### What you need to do
Quote precisely the final stretch of the listing: start at the line containing "Practice step: locate the wooden trim" and stop after the last line.

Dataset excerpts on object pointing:
"""

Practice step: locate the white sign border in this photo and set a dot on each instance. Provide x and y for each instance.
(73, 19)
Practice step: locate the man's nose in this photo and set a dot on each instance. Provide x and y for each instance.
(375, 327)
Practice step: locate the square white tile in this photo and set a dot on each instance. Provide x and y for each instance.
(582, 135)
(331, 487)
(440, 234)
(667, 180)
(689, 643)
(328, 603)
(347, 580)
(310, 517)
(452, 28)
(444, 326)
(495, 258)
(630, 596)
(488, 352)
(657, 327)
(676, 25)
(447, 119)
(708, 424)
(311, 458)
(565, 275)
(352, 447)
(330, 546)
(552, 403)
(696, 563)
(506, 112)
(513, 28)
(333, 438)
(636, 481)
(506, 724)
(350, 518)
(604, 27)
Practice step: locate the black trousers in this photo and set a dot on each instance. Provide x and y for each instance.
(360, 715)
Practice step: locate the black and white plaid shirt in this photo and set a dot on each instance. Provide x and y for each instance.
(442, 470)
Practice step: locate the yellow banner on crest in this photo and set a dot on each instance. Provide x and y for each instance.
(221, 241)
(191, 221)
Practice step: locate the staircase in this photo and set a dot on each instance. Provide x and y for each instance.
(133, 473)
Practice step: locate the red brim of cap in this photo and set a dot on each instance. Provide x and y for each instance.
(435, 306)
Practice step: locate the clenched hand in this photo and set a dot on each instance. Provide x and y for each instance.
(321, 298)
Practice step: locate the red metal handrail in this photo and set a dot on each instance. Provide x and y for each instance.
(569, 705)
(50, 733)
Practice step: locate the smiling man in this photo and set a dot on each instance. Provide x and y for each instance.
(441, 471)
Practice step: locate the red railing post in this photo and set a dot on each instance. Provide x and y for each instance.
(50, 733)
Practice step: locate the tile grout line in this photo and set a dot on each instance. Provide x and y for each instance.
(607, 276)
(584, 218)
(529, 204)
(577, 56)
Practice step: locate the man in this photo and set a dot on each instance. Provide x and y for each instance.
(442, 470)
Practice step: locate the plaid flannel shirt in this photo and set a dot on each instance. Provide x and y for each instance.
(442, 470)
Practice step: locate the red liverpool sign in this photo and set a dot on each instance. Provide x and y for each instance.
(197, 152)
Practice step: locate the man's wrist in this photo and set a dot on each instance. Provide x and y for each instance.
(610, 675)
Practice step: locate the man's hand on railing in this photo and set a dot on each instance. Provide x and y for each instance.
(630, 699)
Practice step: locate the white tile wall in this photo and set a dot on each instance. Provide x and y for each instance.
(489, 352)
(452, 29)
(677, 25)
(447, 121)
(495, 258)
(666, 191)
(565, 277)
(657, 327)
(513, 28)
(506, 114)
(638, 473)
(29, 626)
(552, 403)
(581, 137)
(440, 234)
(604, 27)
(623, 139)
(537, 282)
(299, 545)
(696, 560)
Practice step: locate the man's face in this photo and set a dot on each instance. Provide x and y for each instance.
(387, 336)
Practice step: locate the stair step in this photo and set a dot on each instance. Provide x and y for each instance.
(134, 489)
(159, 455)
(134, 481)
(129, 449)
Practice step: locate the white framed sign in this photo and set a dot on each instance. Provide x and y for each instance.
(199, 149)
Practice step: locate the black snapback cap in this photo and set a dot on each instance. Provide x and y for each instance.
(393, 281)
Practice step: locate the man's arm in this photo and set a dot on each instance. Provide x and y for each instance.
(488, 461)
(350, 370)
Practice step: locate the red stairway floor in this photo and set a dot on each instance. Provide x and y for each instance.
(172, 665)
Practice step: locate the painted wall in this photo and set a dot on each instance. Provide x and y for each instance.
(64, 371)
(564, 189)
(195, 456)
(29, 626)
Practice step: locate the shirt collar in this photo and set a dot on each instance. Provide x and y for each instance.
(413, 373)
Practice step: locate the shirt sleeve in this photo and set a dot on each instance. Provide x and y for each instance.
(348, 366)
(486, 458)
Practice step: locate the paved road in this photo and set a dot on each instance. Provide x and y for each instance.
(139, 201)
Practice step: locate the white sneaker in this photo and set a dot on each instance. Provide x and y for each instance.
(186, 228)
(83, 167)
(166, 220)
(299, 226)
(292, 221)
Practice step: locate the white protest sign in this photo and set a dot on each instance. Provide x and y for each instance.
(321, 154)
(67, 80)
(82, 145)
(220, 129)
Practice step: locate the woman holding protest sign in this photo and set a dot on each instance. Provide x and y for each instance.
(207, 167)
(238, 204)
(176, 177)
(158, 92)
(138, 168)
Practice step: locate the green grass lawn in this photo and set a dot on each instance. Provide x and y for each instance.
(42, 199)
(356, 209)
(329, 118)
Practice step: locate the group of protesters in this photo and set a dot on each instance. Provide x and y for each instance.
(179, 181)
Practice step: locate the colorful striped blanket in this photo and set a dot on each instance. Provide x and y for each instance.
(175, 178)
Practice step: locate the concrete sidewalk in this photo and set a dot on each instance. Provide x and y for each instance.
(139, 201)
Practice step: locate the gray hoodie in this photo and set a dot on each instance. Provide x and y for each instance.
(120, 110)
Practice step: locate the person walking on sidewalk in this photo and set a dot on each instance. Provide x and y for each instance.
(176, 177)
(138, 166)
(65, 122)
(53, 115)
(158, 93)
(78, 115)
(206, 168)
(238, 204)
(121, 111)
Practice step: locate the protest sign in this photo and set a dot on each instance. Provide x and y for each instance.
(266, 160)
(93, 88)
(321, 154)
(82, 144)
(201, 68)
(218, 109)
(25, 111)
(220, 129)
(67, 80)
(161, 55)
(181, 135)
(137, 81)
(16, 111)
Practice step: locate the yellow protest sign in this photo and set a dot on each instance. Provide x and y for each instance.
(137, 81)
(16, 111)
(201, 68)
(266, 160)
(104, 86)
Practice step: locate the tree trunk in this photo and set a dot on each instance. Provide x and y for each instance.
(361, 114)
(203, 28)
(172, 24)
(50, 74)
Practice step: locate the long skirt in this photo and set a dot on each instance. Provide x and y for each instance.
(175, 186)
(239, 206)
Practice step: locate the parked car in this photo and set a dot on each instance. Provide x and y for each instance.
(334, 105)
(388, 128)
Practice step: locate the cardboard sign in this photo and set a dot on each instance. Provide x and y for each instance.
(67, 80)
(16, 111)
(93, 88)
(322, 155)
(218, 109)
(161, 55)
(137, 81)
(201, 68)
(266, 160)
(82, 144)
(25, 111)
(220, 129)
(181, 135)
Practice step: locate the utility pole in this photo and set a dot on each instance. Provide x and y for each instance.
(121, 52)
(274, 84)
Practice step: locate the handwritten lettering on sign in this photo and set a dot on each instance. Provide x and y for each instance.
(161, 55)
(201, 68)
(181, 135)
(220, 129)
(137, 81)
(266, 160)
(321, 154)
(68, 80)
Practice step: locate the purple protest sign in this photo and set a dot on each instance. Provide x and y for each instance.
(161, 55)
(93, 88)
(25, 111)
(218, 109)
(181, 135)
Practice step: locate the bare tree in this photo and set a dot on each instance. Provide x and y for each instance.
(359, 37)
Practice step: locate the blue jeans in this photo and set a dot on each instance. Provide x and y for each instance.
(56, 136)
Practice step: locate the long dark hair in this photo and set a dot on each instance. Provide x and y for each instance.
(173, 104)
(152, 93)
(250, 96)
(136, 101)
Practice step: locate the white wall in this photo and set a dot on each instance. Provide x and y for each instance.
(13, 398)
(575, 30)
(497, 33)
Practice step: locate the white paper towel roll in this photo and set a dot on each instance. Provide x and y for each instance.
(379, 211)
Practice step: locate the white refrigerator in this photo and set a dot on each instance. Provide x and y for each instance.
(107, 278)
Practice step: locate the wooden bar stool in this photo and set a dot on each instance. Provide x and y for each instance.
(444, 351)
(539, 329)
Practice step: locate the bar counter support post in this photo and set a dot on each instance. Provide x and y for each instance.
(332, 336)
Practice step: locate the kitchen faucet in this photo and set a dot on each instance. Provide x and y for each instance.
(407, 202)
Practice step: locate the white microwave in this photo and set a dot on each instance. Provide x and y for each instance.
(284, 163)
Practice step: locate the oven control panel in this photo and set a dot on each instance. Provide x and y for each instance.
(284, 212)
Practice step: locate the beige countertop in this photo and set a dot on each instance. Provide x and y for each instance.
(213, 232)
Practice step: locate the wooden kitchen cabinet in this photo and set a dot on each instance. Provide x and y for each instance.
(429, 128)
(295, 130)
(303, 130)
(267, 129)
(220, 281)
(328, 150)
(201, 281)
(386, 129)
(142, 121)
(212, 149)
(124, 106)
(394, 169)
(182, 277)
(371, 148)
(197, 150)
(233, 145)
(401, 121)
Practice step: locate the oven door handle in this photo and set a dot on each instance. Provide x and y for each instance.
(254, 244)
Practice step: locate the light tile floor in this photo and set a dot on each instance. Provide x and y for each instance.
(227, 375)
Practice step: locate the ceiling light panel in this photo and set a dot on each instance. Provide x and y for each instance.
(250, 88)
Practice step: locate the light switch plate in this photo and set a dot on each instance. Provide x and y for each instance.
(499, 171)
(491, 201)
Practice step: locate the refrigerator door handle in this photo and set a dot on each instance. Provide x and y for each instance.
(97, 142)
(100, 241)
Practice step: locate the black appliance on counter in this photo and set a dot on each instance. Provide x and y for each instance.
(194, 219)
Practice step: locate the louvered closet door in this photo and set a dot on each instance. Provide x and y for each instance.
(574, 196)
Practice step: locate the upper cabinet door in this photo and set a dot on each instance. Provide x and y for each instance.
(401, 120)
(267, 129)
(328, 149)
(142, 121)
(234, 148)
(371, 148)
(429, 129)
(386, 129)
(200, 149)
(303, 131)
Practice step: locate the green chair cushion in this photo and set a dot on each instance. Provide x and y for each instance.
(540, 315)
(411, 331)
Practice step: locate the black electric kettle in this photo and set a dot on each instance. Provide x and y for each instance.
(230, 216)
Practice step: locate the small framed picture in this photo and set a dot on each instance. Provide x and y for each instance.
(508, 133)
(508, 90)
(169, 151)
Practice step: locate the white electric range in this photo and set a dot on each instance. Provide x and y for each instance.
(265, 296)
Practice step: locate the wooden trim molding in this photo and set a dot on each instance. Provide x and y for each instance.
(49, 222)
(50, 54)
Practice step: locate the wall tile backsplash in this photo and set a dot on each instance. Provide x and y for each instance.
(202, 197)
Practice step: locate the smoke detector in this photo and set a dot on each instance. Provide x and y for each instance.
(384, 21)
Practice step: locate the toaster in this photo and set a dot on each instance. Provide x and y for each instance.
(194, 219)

"""

### Task answer
Practice step: locate the wooden trim molding in this photo and set a dot on each instance. Provide x and y for each instance.
(49, 222)
(50, 54)
Practice step: locate the wall tile backsplash in this photo and set a dot on each instance. Provide x and y for each instance.
(202, 197)
Practice step: locate the smoke detector in this photo and set a dot on each instance. Provide x and y for each instance.
(384, 21)
Practice step: locate the toaster in this photo and set a dot on each instance. Provide x and y for each instance.
(194, 219)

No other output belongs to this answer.